Stored items from a collection

_ _ _

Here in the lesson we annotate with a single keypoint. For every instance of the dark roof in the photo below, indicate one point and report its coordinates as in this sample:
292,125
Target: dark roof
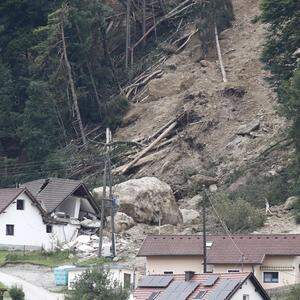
254,247
143,293
52,192
8,195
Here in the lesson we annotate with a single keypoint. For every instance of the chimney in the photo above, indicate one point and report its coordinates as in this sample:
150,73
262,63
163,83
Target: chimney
189,275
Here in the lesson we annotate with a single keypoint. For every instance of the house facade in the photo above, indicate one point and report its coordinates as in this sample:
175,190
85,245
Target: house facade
273,259
44,217
223,286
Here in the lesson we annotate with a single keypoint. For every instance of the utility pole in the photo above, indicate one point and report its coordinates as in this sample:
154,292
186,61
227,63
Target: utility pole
204,230
107,175
111,200
103,200
128,33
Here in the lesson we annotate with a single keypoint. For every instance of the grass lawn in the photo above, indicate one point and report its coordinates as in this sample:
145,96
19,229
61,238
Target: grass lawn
51,259
47,259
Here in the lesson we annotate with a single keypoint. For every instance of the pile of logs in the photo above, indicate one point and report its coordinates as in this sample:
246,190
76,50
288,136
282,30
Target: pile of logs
159,139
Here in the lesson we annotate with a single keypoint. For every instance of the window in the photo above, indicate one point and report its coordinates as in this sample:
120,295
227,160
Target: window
153,296
233,271
10,229
20,204
200,295
127,281
49,228
271,277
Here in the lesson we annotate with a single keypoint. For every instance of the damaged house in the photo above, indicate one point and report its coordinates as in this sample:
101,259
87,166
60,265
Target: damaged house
45,213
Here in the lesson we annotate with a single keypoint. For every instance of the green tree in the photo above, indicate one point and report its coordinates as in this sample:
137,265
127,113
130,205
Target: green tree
96,284
283,38
238,215
8,116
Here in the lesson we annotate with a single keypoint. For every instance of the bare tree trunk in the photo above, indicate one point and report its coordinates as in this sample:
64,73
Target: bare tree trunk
220,55
72,85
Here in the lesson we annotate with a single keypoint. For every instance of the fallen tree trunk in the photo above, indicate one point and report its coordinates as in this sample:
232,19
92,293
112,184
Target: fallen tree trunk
151,146
220,55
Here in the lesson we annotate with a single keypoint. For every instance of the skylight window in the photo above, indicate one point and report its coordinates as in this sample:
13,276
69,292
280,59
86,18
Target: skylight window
209,244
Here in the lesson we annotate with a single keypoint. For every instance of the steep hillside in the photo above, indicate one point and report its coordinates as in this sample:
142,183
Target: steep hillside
227,126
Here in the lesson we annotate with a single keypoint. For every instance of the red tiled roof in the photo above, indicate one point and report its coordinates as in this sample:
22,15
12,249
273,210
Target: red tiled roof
53,191
144,293
254,247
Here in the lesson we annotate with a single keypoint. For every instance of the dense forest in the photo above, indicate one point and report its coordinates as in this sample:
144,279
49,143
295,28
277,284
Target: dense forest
62,69
281,56
62,73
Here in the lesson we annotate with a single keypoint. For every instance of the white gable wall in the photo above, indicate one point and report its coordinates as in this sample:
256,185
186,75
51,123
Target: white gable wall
247,288
29,228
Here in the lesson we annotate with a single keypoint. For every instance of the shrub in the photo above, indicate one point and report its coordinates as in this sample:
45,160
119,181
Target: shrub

_ _ _

## ACTIVITY
Pick out, from the lines above, every one that contains the string "shrub".

## TASK ANSWER
Here in the lesson we annotate with a single keypoint. For every instance of the shrub in the photo above, indicate one point and report its coordinates as in this sample:
Target: shrub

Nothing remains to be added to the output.